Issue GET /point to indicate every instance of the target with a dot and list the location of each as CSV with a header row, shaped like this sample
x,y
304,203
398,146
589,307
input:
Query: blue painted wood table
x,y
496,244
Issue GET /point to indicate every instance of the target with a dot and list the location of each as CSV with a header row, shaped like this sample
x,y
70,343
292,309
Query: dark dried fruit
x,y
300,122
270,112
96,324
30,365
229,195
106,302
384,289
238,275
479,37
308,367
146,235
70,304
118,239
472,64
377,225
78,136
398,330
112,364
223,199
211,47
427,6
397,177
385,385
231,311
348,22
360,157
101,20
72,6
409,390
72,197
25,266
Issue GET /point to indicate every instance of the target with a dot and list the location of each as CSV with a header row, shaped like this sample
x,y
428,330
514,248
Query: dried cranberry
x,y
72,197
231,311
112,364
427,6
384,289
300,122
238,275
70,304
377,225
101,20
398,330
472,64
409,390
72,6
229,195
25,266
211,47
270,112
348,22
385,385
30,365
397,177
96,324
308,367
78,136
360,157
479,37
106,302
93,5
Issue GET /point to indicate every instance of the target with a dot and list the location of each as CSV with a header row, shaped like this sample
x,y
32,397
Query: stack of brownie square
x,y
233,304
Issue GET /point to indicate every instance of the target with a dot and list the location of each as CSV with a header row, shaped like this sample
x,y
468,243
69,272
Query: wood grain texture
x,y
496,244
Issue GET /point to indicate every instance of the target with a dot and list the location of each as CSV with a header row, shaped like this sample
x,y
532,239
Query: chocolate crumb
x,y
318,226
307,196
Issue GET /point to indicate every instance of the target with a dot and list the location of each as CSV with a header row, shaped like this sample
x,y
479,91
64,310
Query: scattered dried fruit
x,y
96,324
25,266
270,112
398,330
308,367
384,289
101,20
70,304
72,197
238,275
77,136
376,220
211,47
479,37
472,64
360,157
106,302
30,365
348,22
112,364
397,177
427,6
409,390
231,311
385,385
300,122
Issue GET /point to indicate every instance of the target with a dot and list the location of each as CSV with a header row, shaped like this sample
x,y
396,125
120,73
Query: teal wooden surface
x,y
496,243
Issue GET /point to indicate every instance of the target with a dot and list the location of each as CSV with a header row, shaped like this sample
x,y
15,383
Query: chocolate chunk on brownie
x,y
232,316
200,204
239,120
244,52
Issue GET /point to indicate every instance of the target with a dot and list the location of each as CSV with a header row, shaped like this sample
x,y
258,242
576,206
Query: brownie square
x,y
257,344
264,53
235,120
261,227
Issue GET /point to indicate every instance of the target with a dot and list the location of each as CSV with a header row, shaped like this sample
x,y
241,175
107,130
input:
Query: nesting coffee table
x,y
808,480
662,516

----

● **Do this**:
Show every line of the records that contains the word "chocolate", where case counts.

● **Solution to this task**:
Query: chocolate crumb
Query: chocolate chunk on brownie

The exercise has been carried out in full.